▶ [Data under study]:
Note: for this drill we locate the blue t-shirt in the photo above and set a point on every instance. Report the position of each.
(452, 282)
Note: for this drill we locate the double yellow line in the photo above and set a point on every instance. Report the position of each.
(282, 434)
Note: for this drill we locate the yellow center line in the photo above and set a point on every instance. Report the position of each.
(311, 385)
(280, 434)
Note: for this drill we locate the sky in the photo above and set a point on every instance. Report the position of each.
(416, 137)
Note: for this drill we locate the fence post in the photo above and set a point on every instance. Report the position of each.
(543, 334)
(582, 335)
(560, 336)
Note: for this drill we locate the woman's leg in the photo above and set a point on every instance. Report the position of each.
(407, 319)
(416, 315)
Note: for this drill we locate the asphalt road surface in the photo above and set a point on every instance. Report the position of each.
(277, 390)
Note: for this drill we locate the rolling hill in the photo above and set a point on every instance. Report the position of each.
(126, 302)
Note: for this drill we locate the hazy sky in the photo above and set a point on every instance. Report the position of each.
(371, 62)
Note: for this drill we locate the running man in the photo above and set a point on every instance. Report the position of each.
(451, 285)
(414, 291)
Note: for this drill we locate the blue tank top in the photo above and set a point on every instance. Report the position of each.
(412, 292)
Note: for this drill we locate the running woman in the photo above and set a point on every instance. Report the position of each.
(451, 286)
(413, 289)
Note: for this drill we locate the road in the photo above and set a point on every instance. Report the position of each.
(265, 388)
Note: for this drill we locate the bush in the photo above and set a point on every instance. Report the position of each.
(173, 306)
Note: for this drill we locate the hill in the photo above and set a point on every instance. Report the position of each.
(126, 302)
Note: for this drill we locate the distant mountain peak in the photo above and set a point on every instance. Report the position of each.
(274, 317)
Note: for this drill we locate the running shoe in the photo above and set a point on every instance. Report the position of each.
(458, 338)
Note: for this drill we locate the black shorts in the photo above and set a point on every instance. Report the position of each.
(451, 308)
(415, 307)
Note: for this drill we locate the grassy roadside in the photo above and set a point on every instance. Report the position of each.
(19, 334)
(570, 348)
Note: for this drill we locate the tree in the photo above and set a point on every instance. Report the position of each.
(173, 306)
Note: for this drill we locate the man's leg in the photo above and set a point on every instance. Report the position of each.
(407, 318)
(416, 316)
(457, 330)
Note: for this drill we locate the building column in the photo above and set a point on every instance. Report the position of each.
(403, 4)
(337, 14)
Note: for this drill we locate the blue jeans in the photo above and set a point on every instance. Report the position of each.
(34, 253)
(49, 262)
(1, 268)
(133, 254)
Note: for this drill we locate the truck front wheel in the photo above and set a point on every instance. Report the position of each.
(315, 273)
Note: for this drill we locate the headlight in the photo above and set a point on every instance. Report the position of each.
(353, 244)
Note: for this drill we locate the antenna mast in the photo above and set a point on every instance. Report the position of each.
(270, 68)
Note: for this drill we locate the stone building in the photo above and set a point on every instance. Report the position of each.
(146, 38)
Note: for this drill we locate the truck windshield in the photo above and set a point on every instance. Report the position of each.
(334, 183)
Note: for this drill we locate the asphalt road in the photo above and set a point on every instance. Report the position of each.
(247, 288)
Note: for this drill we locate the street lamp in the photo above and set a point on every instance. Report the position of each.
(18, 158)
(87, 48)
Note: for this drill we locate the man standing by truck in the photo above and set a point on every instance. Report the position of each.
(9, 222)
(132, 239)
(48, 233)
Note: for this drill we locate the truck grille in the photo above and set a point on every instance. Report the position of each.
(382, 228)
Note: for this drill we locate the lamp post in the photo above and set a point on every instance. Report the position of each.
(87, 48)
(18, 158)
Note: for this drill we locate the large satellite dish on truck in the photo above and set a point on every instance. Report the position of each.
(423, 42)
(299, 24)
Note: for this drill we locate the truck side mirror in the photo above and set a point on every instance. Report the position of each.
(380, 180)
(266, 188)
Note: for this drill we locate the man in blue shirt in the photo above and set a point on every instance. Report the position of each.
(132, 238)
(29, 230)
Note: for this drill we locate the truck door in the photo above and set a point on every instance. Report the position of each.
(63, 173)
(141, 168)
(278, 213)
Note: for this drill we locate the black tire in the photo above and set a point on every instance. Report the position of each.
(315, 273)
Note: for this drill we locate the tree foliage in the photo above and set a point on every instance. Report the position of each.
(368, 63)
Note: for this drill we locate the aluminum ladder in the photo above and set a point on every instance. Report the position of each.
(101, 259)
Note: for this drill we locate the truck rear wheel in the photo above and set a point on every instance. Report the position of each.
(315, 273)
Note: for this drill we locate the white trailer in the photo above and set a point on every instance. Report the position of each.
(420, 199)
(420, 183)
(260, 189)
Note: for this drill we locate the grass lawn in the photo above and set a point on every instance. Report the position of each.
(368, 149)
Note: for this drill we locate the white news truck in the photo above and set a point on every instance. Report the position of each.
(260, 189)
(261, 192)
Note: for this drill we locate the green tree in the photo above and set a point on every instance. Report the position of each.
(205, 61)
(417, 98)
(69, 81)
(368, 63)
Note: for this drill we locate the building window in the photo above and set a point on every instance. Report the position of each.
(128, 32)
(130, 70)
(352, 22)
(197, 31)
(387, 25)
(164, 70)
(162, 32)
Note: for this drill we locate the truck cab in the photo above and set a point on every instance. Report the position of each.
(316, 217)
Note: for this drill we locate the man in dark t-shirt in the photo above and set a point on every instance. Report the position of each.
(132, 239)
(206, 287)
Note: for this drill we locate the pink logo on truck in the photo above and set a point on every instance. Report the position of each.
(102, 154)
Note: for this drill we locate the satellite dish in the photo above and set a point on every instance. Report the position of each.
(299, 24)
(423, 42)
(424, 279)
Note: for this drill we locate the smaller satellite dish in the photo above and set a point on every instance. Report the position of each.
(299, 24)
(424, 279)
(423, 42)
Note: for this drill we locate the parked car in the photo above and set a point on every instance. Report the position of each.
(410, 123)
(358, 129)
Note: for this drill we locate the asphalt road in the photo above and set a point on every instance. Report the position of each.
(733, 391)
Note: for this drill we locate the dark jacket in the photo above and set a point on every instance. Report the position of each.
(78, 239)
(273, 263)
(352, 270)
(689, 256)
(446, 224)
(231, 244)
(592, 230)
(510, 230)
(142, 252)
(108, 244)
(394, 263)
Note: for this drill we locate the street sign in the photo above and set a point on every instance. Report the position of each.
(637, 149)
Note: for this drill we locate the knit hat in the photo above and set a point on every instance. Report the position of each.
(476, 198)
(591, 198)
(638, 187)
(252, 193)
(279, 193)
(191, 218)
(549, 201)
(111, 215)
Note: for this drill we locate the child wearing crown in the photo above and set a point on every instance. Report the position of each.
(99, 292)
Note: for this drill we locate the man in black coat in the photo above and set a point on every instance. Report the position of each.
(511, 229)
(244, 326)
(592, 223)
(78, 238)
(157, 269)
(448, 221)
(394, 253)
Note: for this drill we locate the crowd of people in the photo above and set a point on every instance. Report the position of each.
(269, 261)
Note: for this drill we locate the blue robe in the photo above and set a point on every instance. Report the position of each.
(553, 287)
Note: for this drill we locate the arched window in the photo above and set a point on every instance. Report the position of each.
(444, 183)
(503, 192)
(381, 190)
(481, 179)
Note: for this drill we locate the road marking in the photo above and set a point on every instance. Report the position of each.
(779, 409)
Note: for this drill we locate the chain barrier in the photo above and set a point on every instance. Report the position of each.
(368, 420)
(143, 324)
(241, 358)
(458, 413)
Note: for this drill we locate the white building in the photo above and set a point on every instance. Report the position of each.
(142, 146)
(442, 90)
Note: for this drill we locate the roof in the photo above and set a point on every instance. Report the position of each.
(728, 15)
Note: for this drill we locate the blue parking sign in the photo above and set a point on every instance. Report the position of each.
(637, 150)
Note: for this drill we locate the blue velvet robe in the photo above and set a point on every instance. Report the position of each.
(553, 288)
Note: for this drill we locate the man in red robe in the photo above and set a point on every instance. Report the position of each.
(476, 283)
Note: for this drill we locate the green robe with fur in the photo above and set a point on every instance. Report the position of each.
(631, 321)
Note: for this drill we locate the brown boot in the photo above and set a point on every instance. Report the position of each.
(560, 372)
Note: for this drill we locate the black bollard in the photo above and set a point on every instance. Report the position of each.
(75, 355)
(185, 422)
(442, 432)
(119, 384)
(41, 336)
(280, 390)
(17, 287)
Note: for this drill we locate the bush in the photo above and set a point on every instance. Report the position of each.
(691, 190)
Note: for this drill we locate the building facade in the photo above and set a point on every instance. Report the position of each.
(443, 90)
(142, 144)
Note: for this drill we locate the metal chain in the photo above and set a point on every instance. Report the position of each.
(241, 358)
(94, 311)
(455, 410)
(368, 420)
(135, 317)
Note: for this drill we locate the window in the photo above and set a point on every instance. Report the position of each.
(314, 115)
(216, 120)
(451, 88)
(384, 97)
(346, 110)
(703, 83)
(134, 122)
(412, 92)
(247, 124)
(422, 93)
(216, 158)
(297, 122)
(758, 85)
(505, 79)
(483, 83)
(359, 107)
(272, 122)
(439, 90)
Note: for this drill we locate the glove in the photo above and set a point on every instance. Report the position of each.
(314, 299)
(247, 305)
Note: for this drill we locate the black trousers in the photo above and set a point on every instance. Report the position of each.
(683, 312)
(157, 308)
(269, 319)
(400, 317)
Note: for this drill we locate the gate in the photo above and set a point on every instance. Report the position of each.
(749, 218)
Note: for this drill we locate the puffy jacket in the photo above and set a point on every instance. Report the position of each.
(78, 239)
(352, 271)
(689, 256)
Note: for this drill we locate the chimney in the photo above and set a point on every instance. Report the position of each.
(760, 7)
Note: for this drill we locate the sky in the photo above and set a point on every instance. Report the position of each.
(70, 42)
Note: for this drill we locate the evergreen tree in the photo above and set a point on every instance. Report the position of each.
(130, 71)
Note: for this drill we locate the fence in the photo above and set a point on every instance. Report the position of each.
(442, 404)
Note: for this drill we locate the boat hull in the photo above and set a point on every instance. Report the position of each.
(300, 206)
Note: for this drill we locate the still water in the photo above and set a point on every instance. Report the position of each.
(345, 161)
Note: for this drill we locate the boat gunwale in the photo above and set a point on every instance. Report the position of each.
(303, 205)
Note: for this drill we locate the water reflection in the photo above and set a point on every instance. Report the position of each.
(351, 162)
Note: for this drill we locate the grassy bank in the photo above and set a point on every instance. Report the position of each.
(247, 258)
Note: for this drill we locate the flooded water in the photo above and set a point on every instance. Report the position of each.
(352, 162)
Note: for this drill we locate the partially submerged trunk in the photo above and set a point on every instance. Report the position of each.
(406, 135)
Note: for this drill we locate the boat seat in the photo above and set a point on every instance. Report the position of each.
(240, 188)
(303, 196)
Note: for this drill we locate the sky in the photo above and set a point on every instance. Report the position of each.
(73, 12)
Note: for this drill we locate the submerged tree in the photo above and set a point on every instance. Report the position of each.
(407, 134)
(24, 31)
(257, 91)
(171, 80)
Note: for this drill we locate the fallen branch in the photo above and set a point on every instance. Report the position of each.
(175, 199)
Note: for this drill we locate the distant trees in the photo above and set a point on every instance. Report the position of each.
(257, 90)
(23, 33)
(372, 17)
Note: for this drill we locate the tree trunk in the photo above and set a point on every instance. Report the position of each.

▶ [Assignment]:
Set each line down exactly, beginning at the one containing "Note: for this drill we locate the fallen" and ending at the last line of the material above.

▶ [Your response]:
Note: for this drill we locate the fallen branch in the photo above and set a point on every instance. Report the position of each.
(175, 199)
Note: for this drill we locate the distant trees in the photo above and set a point on every instance. Report the position of each.
(257, 90)
(23, 33)
(372, 17)
Note: for this drill we locate the tree trunk in the photo above and set a point on every instance. Report the position of each.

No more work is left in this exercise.